What the task asks
In the text below about the Dutch magazine Kampioen, how many times a year is the magazine published?

Dutch general interest and family magazine

Kampioen (Dutch: Champion) is a Dutch general interest and family magazine published in The Hague, the Netherlands. The magazine is one of the oldest and most read publications in the country.

==History and profile==
Kampioen was established in 1885. The magazine is part of the Royal Dutch Touring Club (ANWB) and is published ten times a year by the ANWB media. The magazine has its headquarters in the Hague. Kampioen is a family magazine and features articles and news on recreation, tourism, traffic, transportation and the environment. It is freely distributed to the ANWB members.

==Circulation==
In 2000 Kampioen had a circulation of 3,589,645 copies, making it the most read magazine in the country. In 2001 its circulation was 3,627,000 copies, making it the ninth top general interest magazine worldwide. In 2006 it was the largest seventh magazine worldwide with a circulation of 3,756,000 copies.

Dataset entries
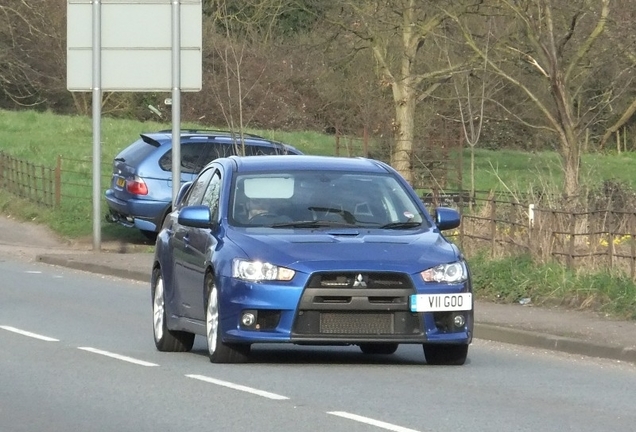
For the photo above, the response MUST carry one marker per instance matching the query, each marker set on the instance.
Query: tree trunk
(403, 131)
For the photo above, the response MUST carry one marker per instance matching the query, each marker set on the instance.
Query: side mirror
(195, 216)
(447, 218)
(182, 193)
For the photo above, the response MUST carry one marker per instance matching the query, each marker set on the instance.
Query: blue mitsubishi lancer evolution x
(309, 250)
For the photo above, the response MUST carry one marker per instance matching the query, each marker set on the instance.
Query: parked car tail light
(137, 186)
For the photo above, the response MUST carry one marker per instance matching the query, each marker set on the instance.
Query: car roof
(165, 137)
(246, 164)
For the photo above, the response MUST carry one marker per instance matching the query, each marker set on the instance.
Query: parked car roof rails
(216, 131)
(150, 140)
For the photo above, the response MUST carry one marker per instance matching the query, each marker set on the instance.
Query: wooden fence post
(632, 261)
(610, 239)
(570, 261)
(493, 226)
(58, 181)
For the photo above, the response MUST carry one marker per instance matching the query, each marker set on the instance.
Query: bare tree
(548, 53)
(399, 36)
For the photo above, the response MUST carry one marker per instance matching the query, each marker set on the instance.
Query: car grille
(362, 304)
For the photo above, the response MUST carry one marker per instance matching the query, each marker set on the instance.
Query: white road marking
(372, 422)
(29, 334)
(118, 356)
(238, 387)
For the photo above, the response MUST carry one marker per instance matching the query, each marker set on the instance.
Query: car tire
(445, 354)
(219, 351)
(378, 348)
(166, 339)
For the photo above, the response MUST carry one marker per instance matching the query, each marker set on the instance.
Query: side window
(212, 194)
(254, 150)
(195, 195)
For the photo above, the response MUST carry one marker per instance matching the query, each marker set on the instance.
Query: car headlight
(446, 273)
(258, 271)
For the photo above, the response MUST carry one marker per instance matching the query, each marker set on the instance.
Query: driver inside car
(258, 206)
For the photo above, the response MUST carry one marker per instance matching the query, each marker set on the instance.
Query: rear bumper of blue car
(135, 213)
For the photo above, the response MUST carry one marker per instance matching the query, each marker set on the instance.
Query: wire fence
(67, 179)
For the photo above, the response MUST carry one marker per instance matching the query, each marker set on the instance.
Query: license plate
(441, 302)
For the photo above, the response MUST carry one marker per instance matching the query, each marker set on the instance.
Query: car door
(181, 252)
(201, 245)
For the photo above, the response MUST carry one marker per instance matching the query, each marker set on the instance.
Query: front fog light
(248, 319)
(459, 320)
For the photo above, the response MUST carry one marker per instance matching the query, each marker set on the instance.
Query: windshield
(323, 199)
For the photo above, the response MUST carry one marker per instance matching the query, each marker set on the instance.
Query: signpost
(136, 46)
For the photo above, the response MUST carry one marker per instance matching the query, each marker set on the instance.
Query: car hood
(355, 249)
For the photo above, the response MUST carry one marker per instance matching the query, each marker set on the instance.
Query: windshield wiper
(347, 216)
(401, 225)
(310, 224)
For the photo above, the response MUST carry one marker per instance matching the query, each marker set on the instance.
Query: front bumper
(311, 314)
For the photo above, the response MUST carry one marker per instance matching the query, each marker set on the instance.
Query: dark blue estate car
(309, 250)
(140, 192)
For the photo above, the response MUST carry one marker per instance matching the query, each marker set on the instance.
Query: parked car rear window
(194, 156)
(134, 154)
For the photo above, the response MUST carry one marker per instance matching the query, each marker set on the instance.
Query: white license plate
(441, 302)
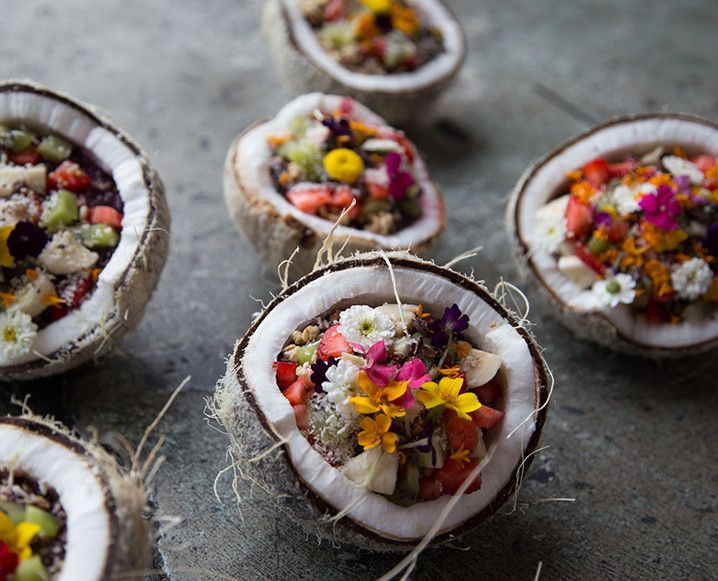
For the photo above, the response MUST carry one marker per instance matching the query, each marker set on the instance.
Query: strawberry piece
(579, 217)
(105, 215)
(461, 433)
(286, 373)
(486, 417)
(28, 157)
(309, 200)
(429, 488)
(587, 257)
(69, 176)
(596, 171)
(296, 392)
(333, 344)
(489, 392)
(453, 473)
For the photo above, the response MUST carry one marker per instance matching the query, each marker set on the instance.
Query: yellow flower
(19, 536)
(446, 392)
(6, 259)
(343, 165)
(375, 432)
(379, 398)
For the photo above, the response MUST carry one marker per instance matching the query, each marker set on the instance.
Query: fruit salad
(395, 397)
(329, 160)
(640, 232)
(375, 37)
(33, 531)
(60, 221)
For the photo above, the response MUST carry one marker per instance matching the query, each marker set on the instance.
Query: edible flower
(661, 209)
(379, 398)
(452, 322)
(343, 165)
(446, 393)
(375, 432)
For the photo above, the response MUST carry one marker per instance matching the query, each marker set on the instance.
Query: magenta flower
(399, 180)
(661, 209)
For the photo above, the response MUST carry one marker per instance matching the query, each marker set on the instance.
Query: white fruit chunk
(480, 367)
(575, 269)
(11, 176)
(65, 254)
(32, 298)
(377, 467)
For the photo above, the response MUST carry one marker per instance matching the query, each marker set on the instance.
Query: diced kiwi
(49, 524)
(54, 148)
(31, 569)
(14, 510)
(62, 213)
(98, 236)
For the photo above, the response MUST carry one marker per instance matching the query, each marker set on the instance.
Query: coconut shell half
(276, 227)
(107, 535)
(305, 66)
(126, 283)
(616, 328)
(304, 486)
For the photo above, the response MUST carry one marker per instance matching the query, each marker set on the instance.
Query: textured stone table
(632, 441)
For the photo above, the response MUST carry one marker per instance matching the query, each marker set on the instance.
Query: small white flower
(692, 278)
(612, 291)
(682, 167)
(17, 333)
(365, 325)
(341, 384)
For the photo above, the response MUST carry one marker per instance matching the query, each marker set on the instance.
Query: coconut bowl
(126, 283)
(616, 328)
(305, 66)
(270, 450)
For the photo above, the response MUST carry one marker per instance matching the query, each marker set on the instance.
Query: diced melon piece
(49, 523)
(65, 254)
(11, 177)
(375, 466)
(575, 269)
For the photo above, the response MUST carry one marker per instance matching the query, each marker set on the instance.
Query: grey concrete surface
(633, 442)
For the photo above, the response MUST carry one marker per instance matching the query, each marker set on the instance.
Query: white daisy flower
(682, 167)
(692, 278)
(17, 333)
(613, 291)
(341, 384)
(365, 325)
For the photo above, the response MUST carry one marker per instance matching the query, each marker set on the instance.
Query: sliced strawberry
(596, 171)
(429, 488)
(28, 157)
(579, 217)
(333, 344)
(489, 392)
(105, 215)
(453, 473)
(461, 433)
(69, 176)
(286, 373)
(309, 200)
(486, 417)
(587, 257)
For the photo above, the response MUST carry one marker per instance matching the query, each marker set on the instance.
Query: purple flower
(25, 240)
(453, 322)
(661, 209)
(399, 180)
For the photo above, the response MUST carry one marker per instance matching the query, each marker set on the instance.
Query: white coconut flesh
(91, 528)
(46, 113)
(442, 66)
(489, 330)
(252, 162)
(548, 179)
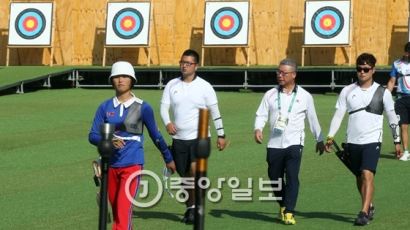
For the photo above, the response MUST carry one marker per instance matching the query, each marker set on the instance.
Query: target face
(327, 22)
(127, 23)
(30, 24)
(226, 23)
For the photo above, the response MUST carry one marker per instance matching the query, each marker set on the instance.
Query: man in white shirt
(185, 95)
(365, 102)
(286, 107)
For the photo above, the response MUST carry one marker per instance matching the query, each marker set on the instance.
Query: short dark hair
(191, 53)
(366, 58)
(407, 47)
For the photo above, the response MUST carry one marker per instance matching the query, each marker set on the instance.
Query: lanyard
(291, 103)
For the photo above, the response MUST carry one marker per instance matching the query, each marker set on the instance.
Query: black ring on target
(234, 19)
(34, 16)
(327, 22)
(129, 15)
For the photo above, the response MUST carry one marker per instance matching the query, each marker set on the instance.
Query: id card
(280, 124)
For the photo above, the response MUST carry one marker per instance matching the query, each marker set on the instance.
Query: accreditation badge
(280, 124)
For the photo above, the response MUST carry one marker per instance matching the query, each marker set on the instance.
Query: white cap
(122, 68)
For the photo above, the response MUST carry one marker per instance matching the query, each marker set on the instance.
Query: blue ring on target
(233, 30)
(124, 14)
(33, 14)
(336, 28)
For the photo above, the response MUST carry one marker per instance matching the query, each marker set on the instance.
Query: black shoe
(362, 219)
(372, 210)
(189, 216)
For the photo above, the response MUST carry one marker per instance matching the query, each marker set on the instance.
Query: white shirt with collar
(185, 100)
(362, 127)
(126, 104)
(303, 107)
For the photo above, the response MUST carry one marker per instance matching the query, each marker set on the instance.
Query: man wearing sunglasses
(185, 95)
(400, 72)
(286, 107)
(365, 101)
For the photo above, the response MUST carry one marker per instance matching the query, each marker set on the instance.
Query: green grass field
(46, 176)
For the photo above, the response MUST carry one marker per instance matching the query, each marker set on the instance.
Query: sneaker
(362, 219)
(289, 219)
(372, 210)
(405, 156)
(189, 216)
(281, 215)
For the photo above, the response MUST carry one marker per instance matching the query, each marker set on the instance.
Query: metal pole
(203, 152)
(105, 148)
(102, 220)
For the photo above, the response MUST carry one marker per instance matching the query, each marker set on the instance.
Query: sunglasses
(360, 69)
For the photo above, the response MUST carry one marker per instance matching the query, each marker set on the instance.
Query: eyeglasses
(186, 63)
(283, 73)
(360, 69)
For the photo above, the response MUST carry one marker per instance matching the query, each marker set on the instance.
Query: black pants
(285, 164)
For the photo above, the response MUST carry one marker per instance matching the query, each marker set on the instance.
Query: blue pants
(285, 164)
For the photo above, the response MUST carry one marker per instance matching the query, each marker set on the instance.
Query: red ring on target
(327, 22)
(30, 23)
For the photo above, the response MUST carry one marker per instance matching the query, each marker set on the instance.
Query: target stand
(31, 25)
(226, 24)
(128, 26)
(327, 24)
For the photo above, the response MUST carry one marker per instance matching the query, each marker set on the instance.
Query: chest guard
(376, 104)
(133, 121)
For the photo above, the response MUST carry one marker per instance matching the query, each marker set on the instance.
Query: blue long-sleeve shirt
(114, 112)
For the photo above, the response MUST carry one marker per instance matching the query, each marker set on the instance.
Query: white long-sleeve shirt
(363, 127)
(303, 107)
(185, 100)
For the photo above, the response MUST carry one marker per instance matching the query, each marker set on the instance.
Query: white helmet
(122, 68)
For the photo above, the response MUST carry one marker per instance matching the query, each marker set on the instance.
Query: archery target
(30, 24)
(226, 23)
(327, 22)
(127, 23)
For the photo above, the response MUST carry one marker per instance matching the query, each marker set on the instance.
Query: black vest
(376, 104)
(133, 122)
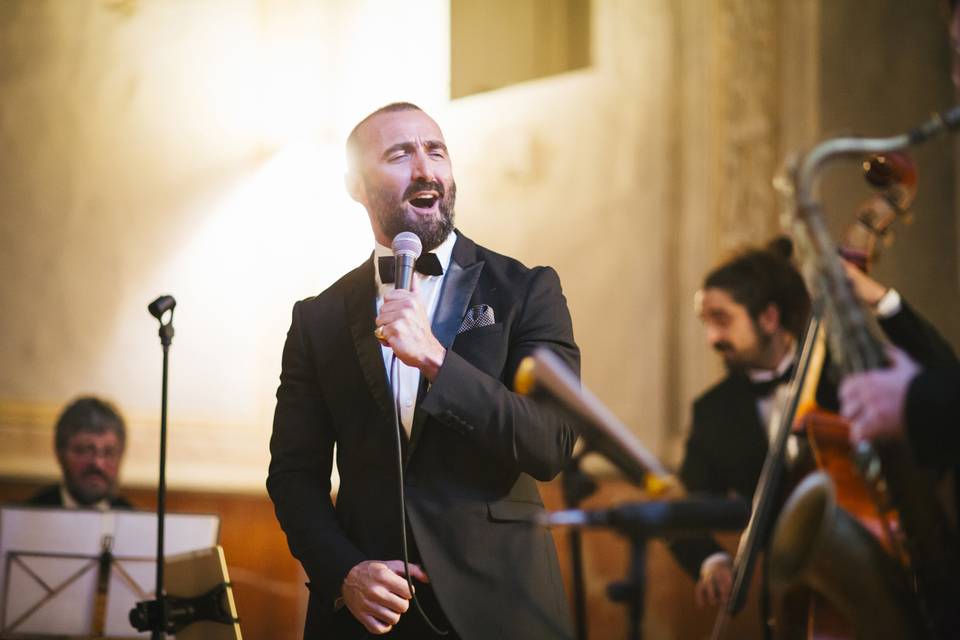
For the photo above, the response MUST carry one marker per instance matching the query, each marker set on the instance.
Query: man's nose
(714, 335)
(422, 168)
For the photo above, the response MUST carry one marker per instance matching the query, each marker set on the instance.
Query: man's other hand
(874, 401)
(715, 583)
(376, 593)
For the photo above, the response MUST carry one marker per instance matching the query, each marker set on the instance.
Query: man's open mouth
(424, 200)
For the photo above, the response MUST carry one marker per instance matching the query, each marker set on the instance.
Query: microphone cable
(395, 380)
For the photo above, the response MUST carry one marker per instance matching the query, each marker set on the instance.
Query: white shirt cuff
(713, 560)
(889, 305)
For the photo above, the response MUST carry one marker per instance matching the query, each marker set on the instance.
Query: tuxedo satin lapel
(361, 312)
(458, 286)
(745, 410)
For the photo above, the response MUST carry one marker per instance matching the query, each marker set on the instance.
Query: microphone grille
(407, 242)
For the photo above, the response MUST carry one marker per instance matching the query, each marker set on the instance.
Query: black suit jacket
(475, 450)
(50, 497)
(728, 444)
(933, 417)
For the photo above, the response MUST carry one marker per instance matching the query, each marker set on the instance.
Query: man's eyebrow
(410, 146)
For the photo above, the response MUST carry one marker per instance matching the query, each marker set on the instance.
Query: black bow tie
(765, 388)
(428, 264)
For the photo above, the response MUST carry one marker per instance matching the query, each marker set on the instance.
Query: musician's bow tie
(428, 264)
(766, 387)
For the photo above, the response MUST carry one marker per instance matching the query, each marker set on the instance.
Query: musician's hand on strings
(866, 288)
(874, 401)
(716, 581)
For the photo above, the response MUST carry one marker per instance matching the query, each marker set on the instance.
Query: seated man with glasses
(89, 442)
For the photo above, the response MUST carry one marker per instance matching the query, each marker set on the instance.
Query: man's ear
(769, 319)
(355, 186)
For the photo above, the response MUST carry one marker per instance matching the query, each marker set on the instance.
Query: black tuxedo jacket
(933, 417)
(50, 497)
(728, 444)
(474, 453)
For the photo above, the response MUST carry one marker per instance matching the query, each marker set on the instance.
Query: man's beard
(740, 361)
(87, 495)
(392, 215)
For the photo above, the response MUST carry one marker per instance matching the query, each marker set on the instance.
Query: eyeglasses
(92, 452)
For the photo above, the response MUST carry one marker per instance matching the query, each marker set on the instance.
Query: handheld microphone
(406, 249)
(161, 305)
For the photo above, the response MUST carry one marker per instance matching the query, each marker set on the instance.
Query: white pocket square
(480, 315)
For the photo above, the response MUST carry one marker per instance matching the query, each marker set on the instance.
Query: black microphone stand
(577, 486)
(157, 308)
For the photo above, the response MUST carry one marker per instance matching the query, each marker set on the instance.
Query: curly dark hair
(88, 414)
(757, 278)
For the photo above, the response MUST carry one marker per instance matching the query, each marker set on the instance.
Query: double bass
(899, 580)
(894, 176)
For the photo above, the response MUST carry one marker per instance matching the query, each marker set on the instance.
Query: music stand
(54, 560)
(202, 576)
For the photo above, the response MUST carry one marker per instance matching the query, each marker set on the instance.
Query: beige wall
(194, 148)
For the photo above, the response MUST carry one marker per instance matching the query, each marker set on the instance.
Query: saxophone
(815, 542)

Solution to this exercise
Ten times a year.